## start
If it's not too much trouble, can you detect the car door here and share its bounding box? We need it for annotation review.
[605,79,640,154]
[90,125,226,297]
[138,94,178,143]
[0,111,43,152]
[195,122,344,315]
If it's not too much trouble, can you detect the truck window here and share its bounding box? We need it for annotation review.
## end
Work to do: Update the material above by replacing every occurrence of "annotation review" with "dataset curation" and leaving all other text unchanged.

Full answer:
If it's not too much trouble, can you detect the car door here and share its bounding box? We need it for dataset curation.
[605,79,640,154]
[90,125,226,297]
[138,94,178,143]
[0,111,43,152]
[195,122,344,315]
If it's not too much trouble, can you detect the truck window here and share its bounding box? We need it for dataset curation.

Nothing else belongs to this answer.